_WHAT IS BEING ASKED:_ Copy out the item below character for character, leaving out the picture.

begin

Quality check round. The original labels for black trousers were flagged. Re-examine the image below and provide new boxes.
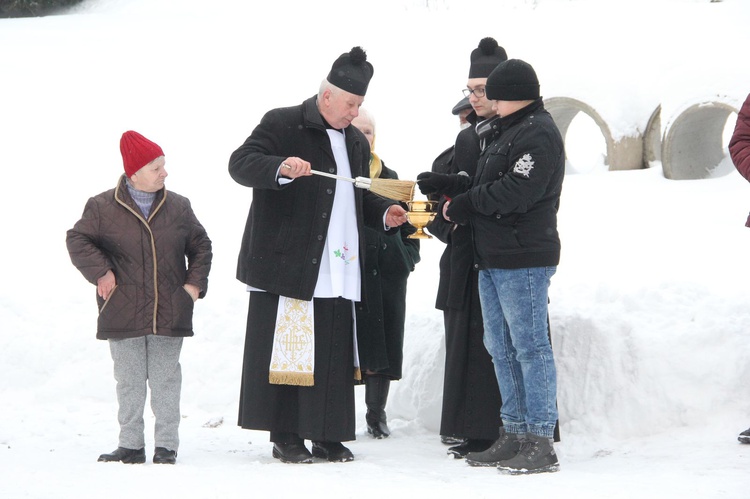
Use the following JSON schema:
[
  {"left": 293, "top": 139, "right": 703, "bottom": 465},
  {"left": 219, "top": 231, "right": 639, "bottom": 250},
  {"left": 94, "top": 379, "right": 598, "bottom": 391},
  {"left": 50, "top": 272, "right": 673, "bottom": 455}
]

end

_COMPLETE ANSWER:_
Quality check round. The original labels for black trousers were flagged. Re-examine the image below and provide new boxes.
Use the following JSON schema:
[
  {"left": 293, "top": 139, "right": 703, "bottom": 465},
  {"left": 219, "top": 231, "right": 639, "bottom": 250},
  {"left": 94, "top": 379, "right": 598, "bottom": 391},
  {"left": 50, "top": 272, "right": 673, "bottom": 455}
]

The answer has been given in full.